Supplied text »
========

This Stochastic Energy Deployment System (SEDS) module is a single-region representation of the U.S. electric power system. The module competes a collection of generating technologies based on their perceived costs to expand the stock of generating capacity, so the national electric load and electrical energy consumption is met.

Fuel prices and electricity consumption from other modules are fed into the electric sector, which then calculates sector-specific electricity prices.

Focus of Analyses

The effects of a national renewable portfolio standard (RPS), a carbon tax, pro-nuclear policies, investment tax credits, production tax credits, and generator cost and performance improvements due to government-sponsored R&D are the most significant policies that can be analyzed with the electricity sector module. These policies can be simulated individually or together to evaluate their effects on electricity price, new generator capacity additions, and carbon dioxide emissions and fuel consumption caused by electricity generation.

Limitations of Analyses

The regional effects of such policies cannot be evaluated because the electric sector is based on a national region. With only a single region, SEDS cannot model transmission and distribution. Marginal or time-of-day pricing cannot be evaluated because the module is typically simulated with one-year resolution. The effects of repeatedly extending a production tax credit for short periods of time rather than extending the credit once for a longer duration of time cannot be investigated largely because this module does not have foresight and cannot take into account the actions of generator manufacturers, independent power producers, utilities, regulators, etc.

Technologies of Interest to U.S. Department of Energy

The technologies of potential interest to the U.S. Department of Energy in the electric sector include:

  • Integrated gasification combined cycle (IGCC)
  • IGCC with sequestration
  • Combined cycle (CC) with sequestration
  • New nuclear
  • Biomass
  • Biomass with sequestration
  • Geothermal (hydrothermal)
  • Enhanced geothermal system (EGS)
  • Wind
  • Concentrating solar power (CSP)
  • Photovoltaic (PV) generators.

========

Set problem 1 » According to the description of the SEDS electricity module, why can't marginal or time-of-day pricing be evaluated?

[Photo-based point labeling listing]
========

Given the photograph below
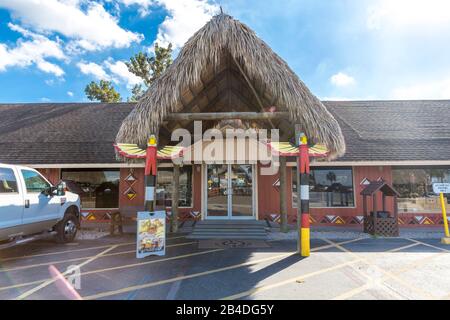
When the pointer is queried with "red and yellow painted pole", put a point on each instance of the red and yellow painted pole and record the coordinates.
(303, 166)
(150, 173)
(445, 240)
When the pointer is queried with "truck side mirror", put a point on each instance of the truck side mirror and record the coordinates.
(49, 192)
(61, 189)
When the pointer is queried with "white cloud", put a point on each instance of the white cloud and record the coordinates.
(144, 5)
(184, 19)
(96, 70)
(342, 80)
(32, 51)
(439, 89)
(407, 14)
(120, 70)
(110, 70)
(87, 24)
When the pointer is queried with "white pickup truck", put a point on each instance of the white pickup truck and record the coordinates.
(31, 207)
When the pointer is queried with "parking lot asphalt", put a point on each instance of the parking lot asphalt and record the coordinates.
(397, 268)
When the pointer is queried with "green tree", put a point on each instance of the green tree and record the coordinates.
(103, 91)
(146, 67)
(149, 68)
(136, 93)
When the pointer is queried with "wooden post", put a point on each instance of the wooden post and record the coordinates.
(366, 218)
(299, 195)
(283, 198)
(304, 169)
(175, 198)
(375, 215)
(150, 173)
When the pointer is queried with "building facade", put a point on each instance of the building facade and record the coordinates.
(406, 143)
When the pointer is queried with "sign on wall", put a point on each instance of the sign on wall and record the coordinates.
(151, 234)
(439, 188)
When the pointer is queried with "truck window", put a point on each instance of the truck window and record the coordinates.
(8, 182)
(34, 182)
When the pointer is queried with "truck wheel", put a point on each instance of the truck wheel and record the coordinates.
(67, 228)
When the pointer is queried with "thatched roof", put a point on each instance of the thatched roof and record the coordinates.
(207, 53)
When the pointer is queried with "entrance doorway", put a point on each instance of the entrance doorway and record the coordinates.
(230, 191)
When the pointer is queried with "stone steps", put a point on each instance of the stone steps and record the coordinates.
(229, 229)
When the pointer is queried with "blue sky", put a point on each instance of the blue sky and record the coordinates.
(342, 49)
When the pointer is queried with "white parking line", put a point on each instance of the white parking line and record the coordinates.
(49, 282)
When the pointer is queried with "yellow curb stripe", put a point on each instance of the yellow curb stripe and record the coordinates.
(115, 268)
(190, 276)
(148, 285)
(74, 250)
(387, 273)
(83, 258)
(297, 278)
(288, 281)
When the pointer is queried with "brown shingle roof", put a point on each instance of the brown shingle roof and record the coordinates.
(83, 133)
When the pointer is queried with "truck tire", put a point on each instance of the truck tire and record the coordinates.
(67, 228)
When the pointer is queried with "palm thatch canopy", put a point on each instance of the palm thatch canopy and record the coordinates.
(225, 67)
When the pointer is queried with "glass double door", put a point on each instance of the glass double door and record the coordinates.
(230, 191)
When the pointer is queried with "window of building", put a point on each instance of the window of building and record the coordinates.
(97, 188)
(34, 182)
(8, 182)
(328, 187)
(164, 186)
(415, 186)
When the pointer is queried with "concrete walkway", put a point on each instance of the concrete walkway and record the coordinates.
(355, 268)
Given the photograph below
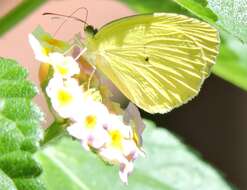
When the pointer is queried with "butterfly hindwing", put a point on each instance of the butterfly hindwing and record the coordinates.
(158, 61)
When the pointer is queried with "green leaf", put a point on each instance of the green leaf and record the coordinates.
(168, 165)
(17, 14)
(19, 129)
(232, 14)
(232, 62)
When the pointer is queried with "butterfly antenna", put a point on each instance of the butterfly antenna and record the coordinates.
(69, 17)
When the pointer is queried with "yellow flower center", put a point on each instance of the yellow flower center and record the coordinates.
(45, 51)
(62, 70)
(64, 97)
(90, 121)
(116, 139)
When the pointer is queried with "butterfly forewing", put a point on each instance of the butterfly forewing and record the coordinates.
(158, 61)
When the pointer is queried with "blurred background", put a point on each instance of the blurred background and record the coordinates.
(214, 123)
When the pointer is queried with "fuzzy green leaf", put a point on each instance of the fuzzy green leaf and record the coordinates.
(169, 165)
(19, 129)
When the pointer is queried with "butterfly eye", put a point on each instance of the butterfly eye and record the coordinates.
(90, 30)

========

Set problem 2 » In the listing, write out the lines starting at the one that contains "fuzzy green leaf and record the coordinates." and ending at the last line of the listing, reproducing each line word for word.

Exercise response 1 » The module is typically simulated with one-year resolution.

Exercise response 2 »
When the pointer is queried with "fuzzy green leaf", put a point on each instance of the fuzzy green leaf and record the coordinates.
(169, 165)
(19, 129)
When the pointer is queried with "butterfly eye", put a point on each instance of the butterfly eye and record the coordinates.
(90, 30)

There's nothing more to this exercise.